# [Tasks to carry out]
1) In the display patent text, what does FIG. 8 show?
2) Continue the display patent text from the point where it stops.

In the organic light-emitting display device and the driving method
thereof according to the various embodiments provided by the
present disclosure, it is possible to decrease the size of a scan
driver and a bezel area by simultaneously driving a first
transistor and a second transistor disposed in neighboring sub
pixels using a scan signal output from one scan driver and a
driving method thereof.
In the organic light-emitting display device and the driving method
thereof according the various embodiments provided by to the
present disclosure, it is possible to drive a display while
internally compensating for characteristics variations of sub
pixels using one scan driver and a driving method thereof.
BRIEF DESCRIPTION OF THE DRAWINGS
The above and other objects, features and advantages of the present
disclosure will be more apparent from the following detailed
description taken in conjunction with the accompanying drawings, in
which:
FIG. 1 is a diagram illustrating a schematic system configuration
of an organic light-emitting display device according to an
embodiment of the present disclosure;
FIG. 2 is a diagram illustrating a sub pixel structure of the
organic light-emitting display device according to an embodiment of
the present disclosure;
FIGS. 3A and 3B are diagrams illustrating an example in which a
bezel area increases when a scan driver is mounted on a display
panel in a GIP type;
FIG. 4 is a signal diagram illustrating internal compensation for a
sub pixel (e.g., the subpixel shown in FIG. 2) of the organic
light-emitting display device according to an embodiment of the
present disclosure;
FIG. 5 is a diagram illustrating a connection structure of sub
pixels of the organic light-emitting display device according to an
embodiment of the present disclosure;
FIG. 6 is a diagram illustrating a driving method of neighboring
sub pixels of the organic light-emitting display device according
to an embodiment of the present disclosure;
FIG. 7 is a diagram illustrating a driving method of neighboring
sub pixels of an organic light-emitting display device according to
another embodiment of the present disclosure;
FIG. 8 is a flowchart illustrating a driving method of the organic
light-emitting display device according to an embodiment of the
present disclosure; and
FIG. 9 is a diagram illustrating an example in which a bezel area
decreases in an organic light-emitting display device with a GIP
structure according to an embodiment of the present disclosure.

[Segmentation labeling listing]

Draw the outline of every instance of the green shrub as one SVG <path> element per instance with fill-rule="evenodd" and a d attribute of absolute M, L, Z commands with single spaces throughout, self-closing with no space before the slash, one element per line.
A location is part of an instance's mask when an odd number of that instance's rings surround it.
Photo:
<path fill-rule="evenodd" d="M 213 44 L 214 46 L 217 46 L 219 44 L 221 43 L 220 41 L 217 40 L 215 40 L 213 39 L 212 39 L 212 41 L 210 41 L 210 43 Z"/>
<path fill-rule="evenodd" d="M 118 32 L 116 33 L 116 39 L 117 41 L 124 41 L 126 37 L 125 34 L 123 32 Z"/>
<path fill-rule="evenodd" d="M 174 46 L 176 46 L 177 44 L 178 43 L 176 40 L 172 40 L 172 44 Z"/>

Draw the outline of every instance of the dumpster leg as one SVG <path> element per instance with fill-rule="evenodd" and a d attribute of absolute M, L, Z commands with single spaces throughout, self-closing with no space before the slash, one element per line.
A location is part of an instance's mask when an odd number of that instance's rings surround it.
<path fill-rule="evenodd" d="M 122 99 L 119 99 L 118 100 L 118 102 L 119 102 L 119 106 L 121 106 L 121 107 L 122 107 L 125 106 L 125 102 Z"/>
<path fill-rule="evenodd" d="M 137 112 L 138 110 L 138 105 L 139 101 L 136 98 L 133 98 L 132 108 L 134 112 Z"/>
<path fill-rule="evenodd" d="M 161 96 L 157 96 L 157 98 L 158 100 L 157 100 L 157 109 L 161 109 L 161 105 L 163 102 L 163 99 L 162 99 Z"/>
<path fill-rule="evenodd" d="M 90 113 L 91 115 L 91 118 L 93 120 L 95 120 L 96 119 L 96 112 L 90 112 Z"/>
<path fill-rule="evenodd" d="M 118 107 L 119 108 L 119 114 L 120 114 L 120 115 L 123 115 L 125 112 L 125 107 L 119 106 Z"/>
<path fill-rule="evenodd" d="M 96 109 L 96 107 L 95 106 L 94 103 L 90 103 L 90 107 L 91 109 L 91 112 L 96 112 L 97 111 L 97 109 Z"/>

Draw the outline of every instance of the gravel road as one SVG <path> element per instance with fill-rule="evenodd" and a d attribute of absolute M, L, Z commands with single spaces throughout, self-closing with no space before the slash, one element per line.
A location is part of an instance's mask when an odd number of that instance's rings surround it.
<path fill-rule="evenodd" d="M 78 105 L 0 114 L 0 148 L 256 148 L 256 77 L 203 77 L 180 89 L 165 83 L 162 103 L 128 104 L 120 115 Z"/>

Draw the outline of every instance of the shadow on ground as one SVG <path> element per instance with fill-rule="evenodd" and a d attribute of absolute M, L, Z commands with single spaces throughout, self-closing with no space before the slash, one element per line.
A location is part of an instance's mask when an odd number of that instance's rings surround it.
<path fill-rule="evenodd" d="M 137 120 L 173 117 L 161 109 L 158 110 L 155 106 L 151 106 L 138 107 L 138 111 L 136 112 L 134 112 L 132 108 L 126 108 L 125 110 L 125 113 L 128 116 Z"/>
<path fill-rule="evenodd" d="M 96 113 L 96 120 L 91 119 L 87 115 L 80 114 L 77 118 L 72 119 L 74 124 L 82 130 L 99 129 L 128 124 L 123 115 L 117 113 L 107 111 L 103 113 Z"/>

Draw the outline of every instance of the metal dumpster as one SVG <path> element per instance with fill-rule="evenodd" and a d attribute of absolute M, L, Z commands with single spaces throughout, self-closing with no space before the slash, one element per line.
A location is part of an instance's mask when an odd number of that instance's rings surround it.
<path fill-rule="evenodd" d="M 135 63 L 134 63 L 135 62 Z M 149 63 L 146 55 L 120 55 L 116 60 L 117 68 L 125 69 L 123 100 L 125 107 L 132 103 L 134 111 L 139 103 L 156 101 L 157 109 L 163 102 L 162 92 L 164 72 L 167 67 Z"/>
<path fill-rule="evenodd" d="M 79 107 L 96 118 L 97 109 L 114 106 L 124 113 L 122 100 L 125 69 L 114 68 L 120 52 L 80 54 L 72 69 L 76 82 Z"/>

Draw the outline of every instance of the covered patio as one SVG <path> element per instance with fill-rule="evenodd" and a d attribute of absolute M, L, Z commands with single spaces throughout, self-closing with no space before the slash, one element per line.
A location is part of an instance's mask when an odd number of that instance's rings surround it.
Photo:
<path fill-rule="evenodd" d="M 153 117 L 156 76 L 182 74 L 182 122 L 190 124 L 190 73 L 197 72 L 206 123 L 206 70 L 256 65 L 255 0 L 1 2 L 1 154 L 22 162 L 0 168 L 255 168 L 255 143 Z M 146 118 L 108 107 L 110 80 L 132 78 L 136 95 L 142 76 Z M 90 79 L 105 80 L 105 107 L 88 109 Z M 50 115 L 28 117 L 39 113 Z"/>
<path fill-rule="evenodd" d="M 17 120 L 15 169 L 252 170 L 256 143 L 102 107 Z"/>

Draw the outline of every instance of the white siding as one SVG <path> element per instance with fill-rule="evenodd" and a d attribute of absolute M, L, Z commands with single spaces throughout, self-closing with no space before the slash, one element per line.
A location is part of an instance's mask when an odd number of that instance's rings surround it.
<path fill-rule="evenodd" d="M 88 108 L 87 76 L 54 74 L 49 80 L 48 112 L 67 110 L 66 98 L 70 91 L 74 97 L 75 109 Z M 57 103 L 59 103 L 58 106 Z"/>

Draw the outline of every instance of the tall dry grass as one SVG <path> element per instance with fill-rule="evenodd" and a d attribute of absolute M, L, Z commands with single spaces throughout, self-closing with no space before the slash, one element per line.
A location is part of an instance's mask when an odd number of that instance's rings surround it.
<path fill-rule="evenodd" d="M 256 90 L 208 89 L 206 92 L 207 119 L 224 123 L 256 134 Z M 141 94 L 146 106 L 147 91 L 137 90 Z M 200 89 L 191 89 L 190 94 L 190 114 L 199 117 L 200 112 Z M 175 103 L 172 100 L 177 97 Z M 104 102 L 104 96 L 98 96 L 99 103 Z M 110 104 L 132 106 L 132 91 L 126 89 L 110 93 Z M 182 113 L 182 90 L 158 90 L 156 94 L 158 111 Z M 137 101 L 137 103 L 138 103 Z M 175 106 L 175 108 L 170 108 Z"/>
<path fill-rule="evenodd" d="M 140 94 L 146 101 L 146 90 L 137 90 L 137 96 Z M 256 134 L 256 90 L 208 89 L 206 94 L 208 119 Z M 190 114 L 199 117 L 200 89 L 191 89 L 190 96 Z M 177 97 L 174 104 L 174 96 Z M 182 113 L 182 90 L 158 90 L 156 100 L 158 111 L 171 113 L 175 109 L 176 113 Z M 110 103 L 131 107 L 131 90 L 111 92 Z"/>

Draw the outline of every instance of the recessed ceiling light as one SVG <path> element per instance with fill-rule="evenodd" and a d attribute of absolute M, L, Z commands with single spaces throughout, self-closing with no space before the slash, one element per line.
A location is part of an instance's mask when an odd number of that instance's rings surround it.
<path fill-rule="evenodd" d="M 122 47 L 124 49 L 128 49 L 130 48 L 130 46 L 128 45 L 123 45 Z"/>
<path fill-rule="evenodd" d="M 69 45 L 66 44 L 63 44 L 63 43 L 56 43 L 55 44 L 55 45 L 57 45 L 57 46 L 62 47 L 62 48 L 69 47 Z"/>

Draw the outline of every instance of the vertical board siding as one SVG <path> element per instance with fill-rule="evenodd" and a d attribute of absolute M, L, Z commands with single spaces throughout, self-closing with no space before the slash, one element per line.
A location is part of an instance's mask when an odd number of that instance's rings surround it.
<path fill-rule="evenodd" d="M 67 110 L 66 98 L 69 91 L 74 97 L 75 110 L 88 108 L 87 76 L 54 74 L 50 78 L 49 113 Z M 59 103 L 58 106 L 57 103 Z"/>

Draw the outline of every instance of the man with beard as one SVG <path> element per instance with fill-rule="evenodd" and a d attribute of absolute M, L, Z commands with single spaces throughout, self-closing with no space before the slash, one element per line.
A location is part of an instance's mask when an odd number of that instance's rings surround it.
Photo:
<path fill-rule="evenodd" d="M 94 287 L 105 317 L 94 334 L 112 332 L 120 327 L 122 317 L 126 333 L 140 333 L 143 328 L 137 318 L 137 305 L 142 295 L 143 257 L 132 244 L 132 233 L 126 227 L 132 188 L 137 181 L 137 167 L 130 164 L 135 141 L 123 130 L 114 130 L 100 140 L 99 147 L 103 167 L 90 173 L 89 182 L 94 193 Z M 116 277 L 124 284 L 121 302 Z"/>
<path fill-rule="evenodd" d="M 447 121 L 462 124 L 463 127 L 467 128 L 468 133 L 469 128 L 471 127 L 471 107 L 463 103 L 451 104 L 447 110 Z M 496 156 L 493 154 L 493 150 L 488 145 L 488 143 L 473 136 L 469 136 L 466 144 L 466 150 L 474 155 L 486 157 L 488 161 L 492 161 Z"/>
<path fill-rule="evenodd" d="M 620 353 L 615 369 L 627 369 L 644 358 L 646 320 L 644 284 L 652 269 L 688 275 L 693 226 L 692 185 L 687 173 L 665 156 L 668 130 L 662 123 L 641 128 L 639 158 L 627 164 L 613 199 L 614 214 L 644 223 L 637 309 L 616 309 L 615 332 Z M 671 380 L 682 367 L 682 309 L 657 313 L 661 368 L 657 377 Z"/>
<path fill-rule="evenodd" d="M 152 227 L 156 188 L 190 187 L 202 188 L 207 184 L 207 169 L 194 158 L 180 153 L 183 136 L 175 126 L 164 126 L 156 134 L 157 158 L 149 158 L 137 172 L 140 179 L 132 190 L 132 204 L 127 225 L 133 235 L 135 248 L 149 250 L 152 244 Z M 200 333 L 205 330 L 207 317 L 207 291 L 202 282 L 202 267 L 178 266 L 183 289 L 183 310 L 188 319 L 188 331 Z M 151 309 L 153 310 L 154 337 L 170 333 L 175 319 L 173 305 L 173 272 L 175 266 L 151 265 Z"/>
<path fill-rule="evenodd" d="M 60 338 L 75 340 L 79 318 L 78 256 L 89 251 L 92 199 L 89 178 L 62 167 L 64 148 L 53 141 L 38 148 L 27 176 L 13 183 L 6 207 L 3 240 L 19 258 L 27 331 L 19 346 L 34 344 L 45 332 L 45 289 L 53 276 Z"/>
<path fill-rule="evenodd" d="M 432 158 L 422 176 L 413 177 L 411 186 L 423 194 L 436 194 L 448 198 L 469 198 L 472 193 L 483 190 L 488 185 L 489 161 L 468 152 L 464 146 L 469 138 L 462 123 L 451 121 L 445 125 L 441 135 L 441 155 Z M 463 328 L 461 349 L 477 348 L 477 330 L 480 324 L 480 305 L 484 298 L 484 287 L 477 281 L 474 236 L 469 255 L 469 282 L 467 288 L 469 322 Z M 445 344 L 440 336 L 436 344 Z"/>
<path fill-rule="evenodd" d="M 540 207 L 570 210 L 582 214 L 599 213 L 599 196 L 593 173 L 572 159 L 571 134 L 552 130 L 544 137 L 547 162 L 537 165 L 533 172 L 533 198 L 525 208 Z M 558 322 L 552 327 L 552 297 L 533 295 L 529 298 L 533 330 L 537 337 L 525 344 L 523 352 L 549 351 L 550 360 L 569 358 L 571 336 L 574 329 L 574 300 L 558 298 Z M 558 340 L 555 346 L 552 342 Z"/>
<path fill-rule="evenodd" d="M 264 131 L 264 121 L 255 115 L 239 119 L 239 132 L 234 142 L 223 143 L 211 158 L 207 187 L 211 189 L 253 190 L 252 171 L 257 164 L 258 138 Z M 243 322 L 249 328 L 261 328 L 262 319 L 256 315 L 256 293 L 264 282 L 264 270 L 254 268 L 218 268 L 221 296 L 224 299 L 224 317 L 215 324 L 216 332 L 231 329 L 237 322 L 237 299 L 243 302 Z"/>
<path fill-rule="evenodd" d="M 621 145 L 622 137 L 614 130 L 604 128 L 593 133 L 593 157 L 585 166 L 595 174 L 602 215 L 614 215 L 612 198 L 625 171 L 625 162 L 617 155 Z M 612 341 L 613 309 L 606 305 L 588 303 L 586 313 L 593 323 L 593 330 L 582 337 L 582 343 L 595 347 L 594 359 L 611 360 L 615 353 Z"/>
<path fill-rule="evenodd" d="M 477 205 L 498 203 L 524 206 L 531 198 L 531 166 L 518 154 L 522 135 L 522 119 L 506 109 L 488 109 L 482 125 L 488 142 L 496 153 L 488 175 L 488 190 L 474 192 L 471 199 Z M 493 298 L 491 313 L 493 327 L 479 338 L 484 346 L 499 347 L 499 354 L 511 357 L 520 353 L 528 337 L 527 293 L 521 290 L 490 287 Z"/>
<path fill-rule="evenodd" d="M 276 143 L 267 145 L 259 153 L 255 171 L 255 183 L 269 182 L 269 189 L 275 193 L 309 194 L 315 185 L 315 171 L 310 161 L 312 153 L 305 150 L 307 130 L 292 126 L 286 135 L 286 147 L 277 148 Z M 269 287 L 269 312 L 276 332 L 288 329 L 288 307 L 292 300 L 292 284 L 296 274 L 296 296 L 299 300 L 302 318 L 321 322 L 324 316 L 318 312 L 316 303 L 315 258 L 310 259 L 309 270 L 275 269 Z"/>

# [Outputs for the tasks]
1) A flowchart of a driving method of the organic light-emitting display device according to an embodiment of the present disclosure.

2)
DETAILED DESCRIPTION
Advantages and features of the disclosure and methods for achieving
the advantages or features will be apparent from embodiments
described below in detail with reference to the accompanying
drawings. However, the disclosure is not limited to these
embodiments but can be modified in various forms. The embodiments
are merely for completing disclosure of the invention and are
provided to completely inform those skilled in the art of the scope
of the invention. The scope of the invention is defined by only the
appended claims.
Shapes, sizes, ratios, angles, number of pieces, and the like
illustrated in the drawings for the purpose of explaining the
embodiments of the disclosure are exemplary and, thus, the
disclosure is not limited to the illustrated items. Like reference
numerals in the entire specification denote like elements. When it
is determined that detailed description of known techniques
involved in the disclosure makes the gist of the disclosure
obscure, then such detailed description thereof will not be
made.
When "include," "have," "be constituted," and the like are
mentioned in the specification, another element may be added unless
"only" is specifically used to exclude such meaning. A singular
expression of an element includes two or more elements unless
differently mentioned.
In analyzing elements, an error range is included even when
explicit description is not made.
For example, when a positional relationship of two elements is
described using "on," "above," "below," "beside," and the like, one
or more other elements may be located therebetween unless
"immediately" or "directly" is used.
For example, when temporal relationships are described using
"after", "subsequent to", "next", "before", and the like, such
expressions may include temporal discontinuity unless "immediately"
or "directly" is used to exclude such meaning.
Terms "first," "second," and the like can be used to describe
various elements, but the elements should not be limited to the
terms. The terms are used only to distinguish an element from
another. Therefore, a first element may be a second element within
the technical spirit of the disclosure.
Features of embodiments of the disclosure can be coupled or
combined partially or on the whole and can be technically
interlinked and driven in various forms. The embodiments may be put
into practice independently or in various combinations.
Hereinafter, embodiments of the present disclosure will be
described in detail with reference to the accompanying drawings. In
the drawings, sizes, thicknesses, and the like of elements may be
exaggerated for convenience of explanation. The same reference
numerals over the entire specification denote the same
elements.
FIG. 1 is a diagram illustrating a schematic system structure of an
organic light-emitting display device according to an embodiment of
the present disclosure.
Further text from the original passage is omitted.